YOUR GOAL ::
Copy every entry exactly as it stands, though any image it holds should stay out of the copy.

MATERIAL PROVIDED ::
* * * * *

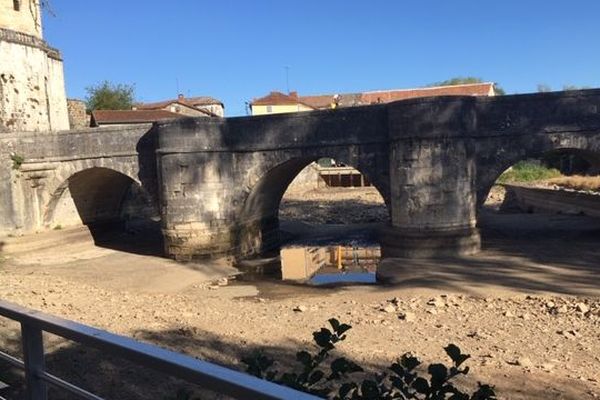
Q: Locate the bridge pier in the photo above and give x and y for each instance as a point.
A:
(432, 200)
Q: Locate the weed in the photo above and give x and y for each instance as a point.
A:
(526, 171)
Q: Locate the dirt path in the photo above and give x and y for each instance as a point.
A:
(527, 310)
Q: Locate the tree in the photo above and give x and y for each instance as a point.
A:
(109, 96)
(543, 88)
(459, 80)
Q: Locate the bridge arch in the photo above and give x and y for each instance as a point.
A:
(258, 214)
(488, 172)
(89, 196)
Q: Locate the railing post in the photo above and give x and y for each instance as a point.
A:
(33, 357)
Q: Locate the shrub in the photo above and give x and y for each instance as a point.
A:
(527, 171)
(17, 160)
(335, 379)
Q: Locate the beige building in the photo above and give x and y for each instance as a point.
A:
(203, 106)
(32, 90)
(276, 102)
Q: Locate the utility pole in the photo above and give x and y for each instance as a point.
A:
(287, 78)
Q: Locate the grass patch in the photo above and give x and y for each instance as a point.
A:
(525, 171)
(577, 182)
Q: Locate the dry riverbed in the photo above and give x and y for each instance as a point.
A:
(532, 339)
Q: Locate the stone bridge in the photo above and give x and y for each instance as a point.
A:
(216, 184)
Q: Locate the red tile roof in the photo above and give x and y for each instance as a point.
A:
(385, 96)
(278, 98)
(187, 101)
(131, 116)
(380, 96)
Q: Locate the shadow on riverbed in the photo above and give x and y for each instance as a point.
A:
(112, 377)
(520, 252)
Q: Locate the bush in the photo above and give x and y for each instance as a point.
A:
(335, 379)
(527, 171)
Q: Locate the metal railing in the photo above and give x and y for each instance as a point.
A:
(204, 374)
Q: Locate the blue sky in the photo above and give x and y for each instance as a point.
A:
(239, 50)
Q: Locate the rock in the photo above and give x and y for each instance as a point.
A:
(547, 366)
(436, 302)
(223, 281)
(395, 301)
(388, 309)
(407, 316)
(582, 308)
(523, 362)
(525, 316)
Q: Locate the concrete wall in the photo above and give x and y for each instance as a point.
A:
(72, 177)
(222, 181)
(279, 109)
(218, 182)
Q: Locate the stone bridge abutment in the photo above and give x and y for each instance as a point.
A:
(217, 183)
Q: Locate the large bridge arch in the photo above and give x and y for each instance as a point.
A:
(258, 213)
(533, 146)
(97, 193)
(432, 159)
(86, 185)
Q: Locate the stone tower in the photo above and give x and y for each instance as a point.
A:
(32, 89)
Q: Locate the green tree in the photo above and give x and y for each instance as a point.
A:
(460, 80)
(543, 88)
(109, 96)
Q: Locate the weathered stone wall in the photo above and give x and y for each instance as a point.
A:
(27, 19)
(219, 182)
(78, 117)
(32, 92)
(223, 180)
(38, 188)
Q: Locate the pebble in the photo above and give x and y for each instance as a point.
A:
(582, 308)
(407, 316)
(523, 362)
(388, 309)
(436, 302)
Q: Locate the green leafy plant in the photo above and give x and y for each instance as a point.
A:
(17, 160)
(334, 379)
(526, 171)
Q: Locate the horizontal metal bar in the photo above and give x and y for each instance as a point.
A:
(57, 382)
(14, 361)
(207, 375)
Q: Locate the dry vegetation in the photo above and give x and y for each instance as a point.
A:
(577, 182)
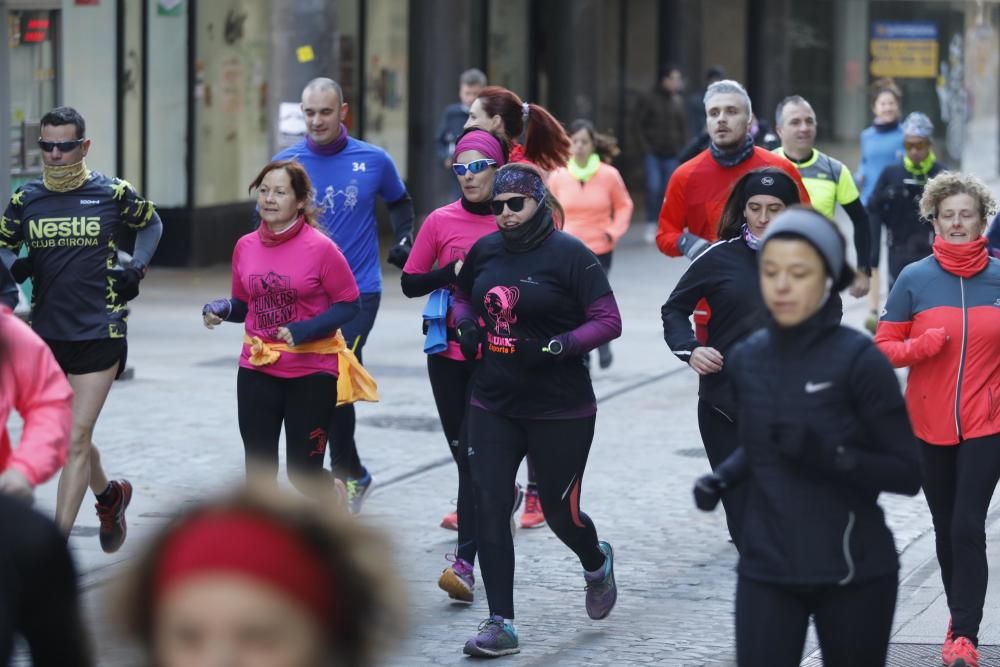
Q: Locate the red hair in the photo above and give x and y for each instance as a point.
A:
(545, 141)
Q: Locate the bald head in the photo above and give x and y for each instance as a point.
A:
(324, 109)
(323, 84)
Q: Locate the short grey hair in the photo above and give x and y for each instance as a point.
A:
(322, 83)
(779, 113)
(728, 87)
(472, 77)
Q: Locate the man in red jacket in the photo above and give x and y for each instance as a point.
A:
(689, 216)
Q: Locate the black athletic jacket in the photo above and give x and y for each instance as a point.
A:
(823, 430)
(894, 203)
(725, 275)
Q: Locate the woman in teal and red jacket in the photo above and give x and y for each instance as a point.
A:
(942, 319)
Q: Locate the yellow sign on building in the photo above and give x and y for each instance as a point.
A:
(907, 50)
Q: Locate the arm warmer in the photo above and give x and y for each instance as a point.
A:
(401, 217)
(461, 308)
(238, 310)
(9, 292)
(603, 325)
(862, 234)
(146, 240)
(326, 323)
(422, 284)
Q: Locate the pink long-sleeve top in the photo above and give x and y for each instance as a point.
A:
(32, 383)
(599, 211)
(294, 281)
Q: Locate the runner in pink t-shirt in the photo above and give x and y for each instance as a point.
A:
(443, 239)
(291, 285)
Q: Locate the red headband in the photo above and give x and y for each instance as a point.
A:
(239, 542)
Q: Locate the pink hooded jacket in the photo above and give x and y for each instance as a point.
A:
(32, 383)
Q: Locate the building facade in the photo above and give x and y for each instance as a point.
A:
(184, 97)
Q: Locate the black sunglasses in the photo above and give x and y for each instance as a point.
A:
(515, 204)
(63, 146)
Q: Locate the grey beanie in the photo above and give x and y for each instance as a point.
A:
(918, 125)
(814, 228)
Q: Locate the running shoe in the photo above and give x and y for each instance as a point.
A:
(340, 494)
(357, 489)
(602, 592)
(518, 499)
(458, 580)
(111, 507)
(450, 521)
(949, 639)
(495, 639)
(532, 517)
(963, 653)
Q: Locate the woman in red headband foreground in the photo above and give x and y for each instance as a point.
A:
(262, 579)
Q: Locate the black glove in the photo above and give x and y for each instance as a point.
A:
(802, 445)
(708, 490)
(128, 283)
(22, 268)
(691, 245)
(399, 253)
(469, 336)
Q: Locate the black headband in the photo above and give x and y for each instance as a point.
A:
(776, 184)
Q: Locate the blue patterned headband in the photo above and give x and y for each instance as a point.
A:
(523, 181)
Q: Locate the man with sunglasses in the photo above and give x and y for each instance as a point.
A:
(72, 220)
(348, 176)
(894, 204)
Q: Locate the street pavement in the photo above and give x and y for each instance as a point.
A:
(172, 430)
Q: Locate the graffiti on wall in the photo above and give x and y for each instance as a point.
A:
(953, 97)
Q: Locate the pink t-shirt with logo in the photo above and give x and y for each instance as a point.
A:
(291, 282)
(446, 235)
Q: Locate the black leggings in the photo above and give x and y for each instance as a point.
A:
(38, 590)
(720, 435)
(958, 485)
(344, 459)
(853, 622)
(304, 405)
(559, 449)
(451, 383)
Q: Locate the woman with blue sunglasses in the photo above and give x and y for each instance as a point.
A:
(442, 241)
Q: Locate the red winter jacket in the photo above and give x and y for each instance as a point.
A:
(953, 392)
(698, 191)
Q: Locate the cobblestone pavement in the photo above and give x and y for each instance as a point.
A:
(172, 431)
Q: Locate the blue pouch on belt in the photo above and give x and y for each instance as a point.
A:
(436, 321)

* * * * *

ANSWER TO THIS EXERCISE ::
Q: Locate the bridge pier in the photo above and give x and y for each instance as a point.
A:
(432, 200)
Q: Locate the weed in the photo above and give x and y for each instance as a point.
A:
(526, 171)
Q: Locate the dirt path in the photo above and give x and y for each instance as a point.
A:
(527, 310)
Q: Locate the tree in the photo above and give x and y for each instance as a point.
A:
(109, 96)
(543, 88)
(459, 80)
Q: Locate the bridge arch in the photo above and give x and y for each instance as a point.
A:
(258, 214)
(488, 172)
(89, 196)
Q: Locate the railing post in the photo above and give x and y for each instance as a point.
A:
(33, 357)
Q: Locate the shrub in the photo above and give x and y for each instance as a point.
A:
(527, 171)
(17, 160)
(335, 379)
Q: Locate the beige building in the photo above and give x and y for each instance as a point.
A:
(203, 106)
(32, 90)
(276, 102)
Q: Locate the utility pole in the photo above and give x and y for each instance as a point.
A:
(287, 78)
Q: Locate the grass patch in the photo above and give x and y for each instance as a point.
A:
(525, 171)
(577, 182)
Q: Locate the dry riverbed in the photo above and give x and y for each instance as a point.
A:
(532, 339)
Q: Locate the stone bridge in the photo above and give x and y for each instance as a point.
A:
(216, 184)
Q: Locate the red tile roof in the photo above and give x and y for each instance as a point.
A:
(385, 96)
(278, 98)
(187, 101)
(131, 116)
(380, 96)
Q: Locate the shadow on riverbed in the photo above and give x and y for each instance as a point.
A:
(112, 377)
(520, 252)
Q: Locate the bush in the photo above and give x and y for each instance as a point.
A:
(335, 379)
(527, 171)
Q: Locate the metal railing in the photo above and give x and y for each instance as a point.
A:
(204, 374)
Q: Locate the blue sky in the photo above and give x and y for each instance as a point.
A:
(239, 50)
Q: Locate the rock in the photo above and give x and y for each instance as a point.
A:
(547, 366)
(436, 302)
(223, 281)
(395, 301)
(388, 309)
(407, 316)
(582, 308)
(523, 362)
(525, 316)
Q: Locate the concrete wall in the photo above and give x and y for each instance as a point.
A:
(72, 177)
(222, 181)
(279, 109)
(218, 182)
Q: Locate the stone bridge abutment in the photo above and give x and y for each instance as a point.
A:
(217, 183)
Q: Locate the large bridge arch in the photo above and give x and y for each instance as a point.
A:
(258, 213)
(533, 146)
(97, 193)
(432, 159)
(86, 185)
Q: Locate the stone tower in the photo above and give x and y for each instance as a point.
A:
(32, 89)
Q: Locate the green tree in the photo above and give x and y for each instance as a point.
A:
(460, 80)
(543, 88)
(109, 96)
Q: Locate the weathered stone wall in the photo above and give x and y for each instance as a point.
A:
(27, 19)
(219, 182)
(78, 117)
(32, 92)
(223, 180)
(38, 188)
Q: Locate the pebble in the photo above and give x and y for each instance as a point.
A:
(582, 308)
(407, 316)
(523, 362)
(388, 309)
(436, 302)
Q: Locate the green leafy plant in the photo above and give x and y for each instance as a point.
A:
(17, 160)
(334, 379)
(526, 171)
Q: Locate the horizontal metal bar in the photo above and give x and y for each instance as a point.
A:
(57, 382)
(14, 361)
(207, 375)
Q: Locate the dry vegetation in the photo above and give x and y for each instance as a point.
A:
(577, 182)
Q: Locate the red hair in the photo above and give x and y for each instance as a point.
A:
(545, 141)
Q: Locate the bald head in the photo above and give x and y for each instance as a point.
A:
(324, 109)
(323, 84)
Q: Locate the short grey hair in the photo above and give x and y for each instance as a point.
A:
(322, 83)
(779, 113)
(728, 87)
(472, 77)
Q: Locate the man in red jacket in the photo above and give x and y for each instance as a point.
A:
(689, 216)
Q: Locate the black athletic jacket in the photo above and give x and y for each instance as a point.
A:
(823, 430)
(894, 203)
(725, 275)
Q: Locate the woman in teal and red jacket in the photo above and give x and y for each instance as a point.
A:
(942, 319)
Q: Locate the yellow sign on building in the photo above and give x and y for each instance as a point.
A:
(907, 50)
Q: Locate the arm warmer in the photo above and give x and y for each instance as a point.
A:
(401, 217)
(461, 308)
(238, 310)
(9, 292)
(603, 325)
(862, 234)
(146, 240)
(326, 323)
(422, 284)
Q: Locate the pink long-sleeve top in the photo above and give x and y for each instance as a point.
A:
(32, 383)
(599, 211)
(294, 281)
Q: Locate the runner in pink t-shirt in the photo above and give x and y for each instance as a point.
A:
(443, 239)
(291, 285)
Q: Locate the red headband in the photo above and give x and y for each instance as a point.
A:
(239, 542)
Q: Locate the pink hooded jacket in the photo above and give x and y for each instance as a point.
A:
(32, 383)
Q: Locate the building facade in the photo above and give x and y for each instance as a point.
A:
(184, 97)
Q: Locate the black sunglasses in the photo above and give x and y for each instance as a point.
A:
(515, 204)
(63, 146)
Q: Locate the grey beanie in the photo above and give x and y for each instance as a point.
A:
(918, 125)
(814, 228)
Q: Locate the running shoe in the photo above and give x and y for each instance as a point.
A:
(340, 494)
(357, 489)
(602, 592)
(518, 499)
(458, 580)
(111, 507)
(450, 521)
(949, 639)
(495, 639)
(532, 517)
(963, 653)
Q: Locate the woman in red headband foreground in the photo above and give x and y for each instance as a point.
A:
(262, 579)
Q: Locate the black glove in the photo above and give x and y for each instance as a point.
A:
(802, 445)
(708, 490)
(128, 283)
(22, 268)
(691, 245)
(399, 253)
(469, 336)
Q: Locate the black headband in the photo above and give x and y for each instance as a point.
A:
(776, 184)
Q: Locate the blue patterned headband in the photo above and give x and y for each instance as a point.
A:
(523, 181)
Q: Locate the man with sunglasses in the photo above and give x and y for each instance as a point.
A:
(72, 220)
(348, 176)
(894, 204)
Q: Locate the street pavement in the photo above and give x and y for each instance as a point.
A:
(172, 430)
Q: Locate the graffiti on wall in the photo above and give x and y for each instance as a point.
A:
(953, 97)
Q: Locate the pink t-shirt with logo in the photo above and give x and y for each instance as a point.
A:
(291, 282)
(446, 235)
Q: Locate the black leggings in the photo above and give x and y for each instance as a point.
A:
(38, 590)
(720, 435)
(958, 485)
(344, 459)
(853, 622)
(304, 405)
(559, 449)
(451, 383)
Q: Locate the woman with blue sunglasses in the photo above and give x and y for each instance as a point.
A:
(442, 241)
Q: Locate the red winter jacket in the photo above and give x and y for each instance as a point.
A:
(953, 392)
(698, 191)
Q: Locate the cobblestone pavement in the photo above and give x and y for each instance as a point.
A:
(172, 431)
Q: Locate the blue pouch on belt in the photo above and give x and y for each instance as a point.
A:
(436, 321)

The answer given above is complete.